Natural-language object grounding data:
——

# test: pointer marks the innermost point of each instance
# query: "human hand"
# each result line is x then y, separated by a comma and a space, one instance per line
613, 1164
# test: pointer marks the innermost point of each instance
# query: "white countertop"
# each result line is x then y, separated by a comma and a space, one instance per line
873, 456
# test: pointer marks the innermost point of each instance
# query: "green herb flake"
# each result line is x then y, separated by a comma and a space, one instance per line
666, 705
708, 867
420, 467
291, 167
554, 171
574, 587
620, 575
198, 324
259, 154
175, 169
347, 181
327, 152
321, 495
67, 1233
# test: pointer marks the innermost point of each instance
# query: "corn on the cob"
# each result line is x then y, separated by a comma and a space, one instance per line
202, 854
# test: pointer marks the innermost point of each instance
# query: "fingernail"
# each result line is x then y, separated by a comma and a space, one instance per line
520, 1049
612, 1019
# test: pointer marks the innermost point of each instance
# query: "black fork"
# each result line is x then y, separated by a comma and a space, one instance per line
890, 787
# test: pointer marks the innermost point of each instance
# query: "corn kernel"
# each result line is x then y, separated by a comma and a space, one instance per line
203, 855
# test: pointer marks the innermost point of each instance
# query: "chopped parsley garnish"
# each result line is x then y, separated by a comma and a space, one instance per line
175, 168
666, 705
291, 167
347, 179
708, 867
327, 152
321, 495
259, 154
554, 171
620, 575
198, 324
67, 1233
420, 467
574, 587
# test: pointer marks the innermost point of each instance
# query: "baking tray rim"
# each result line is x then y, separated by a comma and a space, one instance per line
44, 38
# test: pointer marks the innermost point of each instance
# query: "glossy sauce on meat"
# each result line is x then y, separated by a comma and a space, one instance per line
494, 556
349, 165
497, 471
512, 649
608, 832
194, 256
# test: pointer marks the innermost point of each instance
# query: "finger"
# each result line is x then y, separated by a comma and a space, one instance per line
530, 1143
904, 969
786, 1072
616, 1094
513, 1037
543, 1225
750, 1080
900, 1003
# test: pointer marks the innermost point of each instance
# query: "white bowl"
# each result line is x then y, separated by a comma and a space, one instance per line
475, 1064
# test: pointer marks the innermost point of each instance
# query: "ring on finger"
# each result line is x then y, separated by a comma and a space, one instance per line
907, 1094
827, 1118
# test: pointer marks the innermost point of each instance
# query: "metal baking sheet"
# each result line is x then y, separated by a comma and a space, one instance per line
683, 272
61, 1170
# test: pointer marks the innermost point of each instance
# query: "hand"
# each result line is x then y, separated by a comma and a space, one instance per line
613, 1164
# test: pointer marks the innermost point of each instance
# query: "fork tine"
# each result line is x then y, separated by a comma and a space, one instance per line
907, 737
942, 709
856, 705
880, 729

——

• _INSTRUCTIONS TO FOLLOW_:
State the number of lines in the records that include "baking", and write nothing else.

• _WORKED SOLUTION_:
2